▶ What is required:
Can you convert all of the data below into a JSON list of strings, with one string per line and no blank lines?

▶ Exercise material:
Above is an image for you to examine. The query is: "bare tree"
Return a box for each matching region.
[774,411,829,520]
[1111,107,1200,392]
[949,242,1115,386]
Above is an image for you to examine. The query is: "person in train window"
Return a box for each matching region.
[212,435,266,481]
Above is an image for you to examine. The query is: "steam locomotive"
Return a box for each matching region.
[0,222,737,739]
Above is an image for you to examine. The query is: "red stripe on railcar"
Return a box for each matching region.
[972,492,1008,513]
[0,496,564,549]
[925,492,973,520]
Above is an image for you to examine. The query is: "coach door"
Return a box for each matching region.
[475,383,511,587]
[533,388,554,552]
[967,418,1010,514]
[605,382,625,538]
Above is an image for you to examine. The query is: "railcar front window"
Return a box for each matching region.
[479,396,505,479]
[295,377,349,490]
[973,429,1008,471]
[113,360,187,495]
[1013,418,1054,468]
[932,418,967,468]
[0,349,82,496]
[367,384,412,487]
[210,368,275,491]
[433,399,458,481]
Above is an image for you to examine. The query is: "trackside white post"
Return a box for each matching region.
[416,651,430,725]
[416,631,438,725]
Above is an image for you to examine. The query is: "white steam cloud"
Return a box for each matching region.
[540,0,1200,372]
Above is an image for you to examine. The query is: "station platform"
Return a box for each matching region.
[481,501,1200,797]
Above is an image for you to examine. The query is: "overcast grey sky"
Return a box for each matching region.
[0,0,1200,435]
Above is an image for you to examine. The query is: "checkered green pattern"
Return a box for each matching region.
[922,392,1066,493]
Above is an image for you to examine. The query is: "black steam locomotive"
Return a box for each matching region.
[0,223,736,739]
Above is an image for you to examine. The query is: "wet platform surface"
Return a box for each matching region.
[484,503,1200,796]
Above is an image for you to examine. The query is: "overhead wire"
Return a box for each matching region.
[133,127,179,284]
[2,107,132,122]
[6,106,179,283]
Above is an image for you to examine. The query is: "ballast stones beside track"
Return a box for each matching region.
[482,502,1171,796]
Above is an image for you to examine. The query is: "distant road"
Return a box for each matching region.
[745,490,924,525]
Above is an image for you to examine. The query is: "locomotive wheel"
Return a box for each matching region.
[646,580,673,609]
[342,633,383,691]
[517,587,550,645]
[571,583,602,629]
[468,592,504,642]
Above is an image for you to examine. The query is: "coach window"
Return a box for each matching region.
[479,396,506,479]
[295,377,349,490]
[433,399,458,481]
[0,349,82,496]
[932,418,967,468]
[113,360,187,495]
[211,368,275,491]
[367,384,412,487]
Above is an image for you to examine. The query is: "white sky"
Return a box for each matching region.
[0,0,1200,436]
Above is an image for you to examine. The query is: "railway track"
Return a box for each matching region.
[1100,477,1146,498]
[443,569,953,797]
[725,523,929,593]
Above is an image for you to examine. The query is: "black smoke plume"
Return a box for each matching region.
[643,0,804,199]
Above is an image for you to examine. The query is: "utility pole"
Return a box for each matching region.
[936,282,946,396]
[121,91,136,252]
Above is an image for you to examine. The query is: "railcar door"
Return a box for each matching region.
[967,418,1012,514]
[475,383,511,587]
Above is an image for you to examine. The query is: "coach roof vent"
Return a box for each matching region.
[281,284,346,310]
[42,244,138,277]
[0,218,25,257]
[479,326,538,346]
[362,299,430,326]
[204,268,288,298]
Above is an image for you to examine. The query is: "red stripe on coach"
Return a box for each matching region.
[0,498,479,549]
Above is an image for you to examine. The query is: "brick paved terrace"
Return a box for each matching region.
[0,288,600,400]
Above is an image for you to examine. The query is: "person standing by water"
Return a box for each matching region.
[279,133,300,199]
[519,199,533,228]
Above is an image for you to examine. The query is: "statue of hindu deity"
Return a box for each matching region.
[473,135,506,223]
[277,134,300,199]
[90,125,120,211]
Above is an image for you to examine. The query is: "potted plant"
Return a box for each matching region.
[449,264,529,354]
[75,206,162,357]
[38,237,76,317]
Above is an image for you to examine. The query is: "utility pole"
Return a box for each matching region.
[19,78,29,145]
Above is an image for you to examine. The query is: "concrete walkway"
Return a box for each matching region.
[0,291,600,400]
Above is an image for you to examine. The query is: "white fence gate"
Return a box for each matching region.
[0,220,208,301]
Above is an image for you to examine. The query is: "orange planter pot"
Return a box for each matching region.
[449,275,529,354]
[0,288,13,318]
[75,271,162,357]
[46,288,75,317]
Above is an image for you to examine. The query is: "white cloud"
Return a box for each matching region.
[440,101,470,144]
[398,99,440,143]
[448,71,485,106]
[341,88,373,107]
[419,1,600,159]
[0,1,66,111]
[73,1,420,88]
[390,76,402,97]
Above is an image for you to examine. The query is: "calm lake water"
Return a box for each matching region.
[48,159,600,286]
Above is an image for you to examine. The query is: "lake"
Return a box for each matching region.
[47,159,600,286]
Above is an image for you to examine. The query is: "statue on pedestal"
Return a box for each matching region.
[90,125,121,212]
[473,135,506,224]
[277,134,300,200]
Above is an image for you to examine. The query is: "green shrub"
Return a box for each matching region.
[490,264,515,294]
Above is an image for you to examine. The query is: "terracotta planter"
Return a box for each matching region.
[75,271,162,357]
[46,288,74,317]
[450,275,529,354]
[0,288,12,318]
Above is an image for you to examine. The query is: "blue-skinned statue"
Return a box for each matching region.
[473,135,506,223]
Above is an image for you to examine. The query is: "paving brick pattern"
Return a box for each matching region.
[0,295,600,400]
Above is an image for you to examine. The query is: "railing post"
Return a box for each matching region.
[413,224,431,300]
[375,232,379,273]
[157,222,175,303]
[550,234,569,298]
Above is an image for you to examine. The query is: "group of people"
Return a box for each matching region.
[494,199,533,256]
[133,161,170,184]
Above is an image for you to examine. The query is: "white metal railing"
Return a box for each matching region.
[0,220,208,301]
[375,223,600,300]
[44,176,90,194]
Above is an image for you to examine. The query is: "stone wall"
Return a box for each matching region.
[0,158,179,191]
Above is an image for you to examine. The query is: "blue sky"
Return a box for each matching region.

▶ Correct output:
[
  "Above is an image for you to examine. The query is: \"bare tree\"",
  "Return a box for each matching region.",
  "[774,411,829,520]",
  "[1111,107,1200,392]",
  "[949,242,1115,386]",
  "Above is an image for you to examine. The query is: \"person in train window\"",
  "Return a box for each matching region.",
  "[212,435,266,481]",
  "Above is an image for you to examine. The query is: \"steam locomotive\"",
  "Return a box for each matching region.",
  "[0,222,737,739]",
  "Above is an image for you to examine. The query is: \"red stripe on railcar\"",
  "Return a box for each matching region.",
  "[972,492,1008,513]",
  "[0,496,564,549]",
  "[925,492,973,520]",
  "Above is an image for you to examine. The query is: \"coach door\"",
  "Return a box for each matching region.",
  "[475,383,511,587]",
  "[533,388,554,552]",
  "[967,418,1010,514]",
  "[605,382,625,538]",
  "Above is an image for you to examine. The query is: \"railcar front window\"",
  "Return a box for each matching region.",
  "[479,396,505,479]",
  "[295,377,349,490]",
  "[973,429,1008,471]",
  "[113,360,187,495]",
  "[1013,418,1054,468]",
  "[932,418,967,468]",
  "[0,349,82,496]",
  "[367,384,412,487]",
  "[210,368,275,491]",
  "[433,399,458,481]",
  "Above is an image for you to examine. The query is: \"trackside white post\"",
  "Return a box for each matching region.",
  "[416,651,430,725]",
  "[416,631,438,725]",
  "Above is an image for you to examine. The query is: \"white steam cloud\"",
  "Return a box for each matching region.",
  "[540,0,1200,372]",
  "Above is an image for you to examine. The query is: \"station platform\"",
  "Return a box for each matching region.",
  "[481,501,1200,797]",
  "Above is an image for you to examine. The query is: \"overcast grey sky\"",
  "Return a box for each matching region.",
  "[0,0,1200,435]",
  "Above is an image for you to examine. The query is: \"checkered green pattern\"",
  "Return a box for each matching region.",
  "[922,392,1066,493]",
  "Above is an image for you to examine. The query is: \"black steam locomotive\"",
  "Return a box for each matching region.",
  "[0,223,736,739]",
  "Above is an image for you to examine. The query is: \"wet platform surface\"",
  "Return a box for each matching region.",
  "[484,503,1200,796]",
  "Above is an image for you to examine. The query is: \"overhead wire\"",
  "Return a box for each matching region.",
  "[133,127,179,284]",
  "[2,107,132,122]",
  "[6,106,179,283]",
  "Above is an image for you to examine. The query is: \"ballast stones beside track\"",
  "Return a box for each matching region.",
  "[482,502,1171,796]",
  "Above is an image for you to examine. The query is: \"distant road\"",
  "Return a box for each matching region.",
  "[745,490,924,525]",
  "Above is an image for you to examine. The query is: \"locomotive wheel\"",
  "Return a box for each matching region.",
  "[646,580,673,609]",
  "[342,633,383,691]",
  "[517,587,550,645]",
  "[571,583,602,629]",
  "[468,592,504,642]",
  "Above is an image for you to examine. The query is: \"coach window\"",
  "Return a box for each matching region.",
  "[479,396,506,479]",
  "[295,377,349,490]",
  "[433,399,458,481]",
  "[0,349,82,496]",
  "[932,418,967,468]",
  "[113,360,187,495]",
  "[211,368,275,491]",
  "[367,384,412,487]",
  "Above is an image for you to examine. The query is: \"white sky\"",
  "Return a box for each matching region.",
  "[0,0,1200,436]",
  "Above is an image for you to examine. The query is: \"railway track\"",
  "Return a box for each matching region.",
  "[1100,477,1146,498]",
  "[443,569,953,797]",
  "[725,523,929,593]",
  "Above is an image for you to examine. The query is: \"black smoke plume\"",
  "Return a box for each matching region.",
  "[643,0,804,199]",
  "Above is an image for you to examine. The query is: \"utility pole\"",
  "Return a box for each matching region.",
  "[936,282,946,396]",
  "[121,91,136,252]",
  "Above is an image for you to examine. The query is: \"railcar door\"",
  "Return a box for each matching region.",
  "[967,418,1012,514]",
  "[475,383,511,587]",
  "Above is an image for you to examine. The query is: \"coach roof vent\"",
  "Return a box for each matching region.",
  "[281,284,346,310]",
  "[42,244,138,277]",
  "[0,218,25,257]",
  "[479,326,538,346]",
  "[362,299,430,326]",
  "[204,268,288,298]",
  "Above is an image for you to examine. The query is: \"red stripe on coach\"",
  "Return a box for each matching region.",
  "[0,498,479,549]",
  "Above is an image for you to examine. The query is: \"brick paved terrace\"",
  "Return a box for each matching region.",
  "[0,288,600,400]",
  "Above is an image for you to examine. The query is: \"person standing by water\"",
  "Return a box for each matching region.",
  "[279,133,300,199]",
  "[519,199,533,228]",
  "Above is an image for you to examine. The query is: \"statue of hindu deity\"",
  "Return a box for each matching region.",
  "[473,135,506,223]",
  "[277,134,300,199]",
  "[90,125,120,211]",
  "Above is an image for you to examine. The query is: \"potted plant\"",
  "Return a box for each matching region.",
  "[449,264,529,354]",
  "[75,206,162,357]",
  "[38,237,76,317]",
  "Above is an image for you to examine. The query is: \"utility pole\"",
  "Return a box for each matching region.",
  "[19,78,29,145]",
  "Above is an image for you to examine. The query is: \"concrete walkway\"",
  "Return a box for each matching region.",
  "[0,291,600,400]",
  "Above is an image for you to examine. The query is: \"white fence gate\"",
  "Return a box for each matching region.",
  "[0,220,208,301]",
  "Above is an image for you to examine. The query is: \"orange planter pot\"",
  "Return a box for each matching region.",
  "[449,275,529,354]",
  "[0,288,13,318]",
  "[75,271,162,357]",
  "[46,288,75,317]",
  "Above is an image for you to examine. The query is: \"white cloud\"",
  "Return a box for each matching region.",
  "[440,101,470,144]",
  "[398,99,440,143]",
  "[448,71,485,106]",
  "[341,88,373,107]",
  "[419,1,600,159]",
  "[0,1,66,111]",
  "[73,1,420,88]",
  "[390,76,402,97]",
  "Above is an image for you to examine. The query is: \"calm lake water\"",
  "Return a box for each matching region.",
  "[48,159,600,286]",
  "Above is an image for you to examine. The query is: \"lake\"",
  "Return a box for each matching region.",
  "[47,159,600,286]",
  "Above is an image for you to examine. The query is: \"statue on pedestal\"",
  "Return a box for each matching region.",
  "[90,125,121,212]",
  "[473,135,506,224]",
  "[277,134,300,200]",
  "Above is an image for you to examine. The query is: \"green shrub\"",
  "Return a box for each matching region.",
  "[490,264,515,294]",
  "Above is an image for you to examine. The query is: \"terracotta planter\"",
  "Return a box for each matching region.",
  "[75,271,162,357]",
  "[46,288,74,317]",
  "[450,275,529,354]",
  "[0,288,12,318]",
  "Above is an image for you to examine. The query is: \"blue-skinned statue\"",
  "Return a box for each matching region.",
  "[473,135,506,223]",
  "Above is an image for you to examine. The query is: \"paving brick pattern\"",
  "Return a box for each matching region.",
  "[0,295,600,400]",
  "Above is an image for you to examine. The query is: \"railing post\"",
  "Return a box for each matching region.",
  "[413,224,431,300]",
  "[375,232,379,273]",
  "[157,222,175,303]",
  "[550,234,569,298]",
  "Above is an image for you to examine. The query is: \"group of people\"",
  "Return a box for each matching region.",
  "[494,199,533,256]",
  "[133,161,170,184]",
  "Above is an image for you to examine. The query is: \"white metal railing\"",
  "Return a box for each matching region.",
  "[0,220,208,301]",
  "[375,223,600,300]",
  "[44,176,90,194]",
  "Above is an image for you to examine. The query is: \"stone wall\"",
  "Return a box for each matching region.",
  "[0,158,179,191]",
  "Above is an image for you to examine. The query is: \"blue sky\"",
  "Return a box for each matching region."
]